** INPUT DATA follows **
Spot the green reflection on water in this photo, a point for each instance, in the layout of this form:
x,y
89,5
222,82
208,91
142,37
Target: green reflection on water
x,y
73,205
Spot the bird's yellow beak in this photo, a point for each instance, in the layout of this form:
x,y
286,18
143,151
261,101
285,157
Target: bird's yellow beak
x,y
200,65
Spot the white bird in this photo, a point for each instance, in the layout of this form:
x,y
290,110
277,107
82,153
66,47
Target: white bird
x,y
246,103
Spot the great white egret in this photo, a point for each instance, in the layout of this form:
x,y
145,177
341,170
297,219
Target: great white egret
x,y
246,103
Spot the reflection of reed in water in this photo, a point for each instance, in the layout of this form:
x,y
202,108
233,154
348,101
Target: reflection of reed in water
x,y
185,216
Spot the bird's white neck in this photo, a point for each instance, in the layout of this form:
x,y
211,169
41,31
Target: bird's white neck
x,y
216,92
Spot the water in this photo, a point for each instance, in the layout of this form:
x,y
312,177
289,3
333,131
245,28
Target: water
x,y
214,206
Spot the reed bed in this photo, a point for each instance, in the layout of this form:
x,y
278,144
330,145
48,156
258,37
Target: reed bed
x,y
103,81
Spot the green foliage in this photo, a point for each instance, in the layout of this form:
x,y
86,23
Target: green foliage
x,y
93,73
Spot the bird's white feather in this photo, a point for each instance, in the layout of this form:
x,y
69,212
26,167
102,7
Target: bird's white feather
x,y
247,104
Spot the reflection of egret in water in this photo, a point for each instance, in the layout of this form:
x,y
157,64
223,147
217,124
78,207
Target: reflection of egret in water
** End of INPUT DATA **
» THE TASK:
Copy out every line of the data above, exactly as given.

» SOLUTION TO THE PROBLEM:
Spot the green reflection on water in this photo, a point for each instance, in the layout of this form:
x,y
89,5
222,82
208,91
142,37
Target: green reflection on water
x,y
73,205
Spot the bird's yellow beak in this photo, a point for each instance, in the layout of this form:
x,y
286,18
143,151
261,101
285,157
Target: bird's yellow beak
x,y
200,65
Spot the white bird in this photo, a point for each instance, in the layout of this form:
x,y
290,110
277,107
82,153
66,47
Target: white bird
x,y
246,103
Spot the great white egret in this photo, a point for each instance, in the layout of this form:
x,y
145,177
341,170
297,219
Target: great white egret
x,y
246,103
Spot the reflection of reed in water in this photo, a point for each instance, in the layout of this form:
x,y
202,108
233,154
348,101
Target: reflection of reed in water
x,y
185,216
Spot the bird's white neck in this photo, a point for each instance, in the layout of this form:
x,y
211,169
41,31
Target: bird's white neck
x,y
216,92
Spot the water in this photo, a point for each instance, in the layout of this form:
x,y
312,177
289,3
333,131
245,28
Target: water
x,y
214,206
Spot the reed bed in this photo, a point for each instance, in the layout of this form:
x,y
278,144
330,145
48,156
258,37
Target: reed bed
x,y
103,81
Spot the green foliage in this photo, a point for each instance, in the layout of this form:
x,y
86,23
Target: green foliage
x,y
93,73
Spot the bird's white feather in this photo, a point for each instance, in the layout of this form:
x,y
69,212
26,167
102,7
Target: bird's white feather
x,y
247,104
Spot the reflection of egret in water in this photo, a point for each instance, in the layout of this form:
x,y
157,64
223,147
217,124
78,207
Target: reflection of egret in water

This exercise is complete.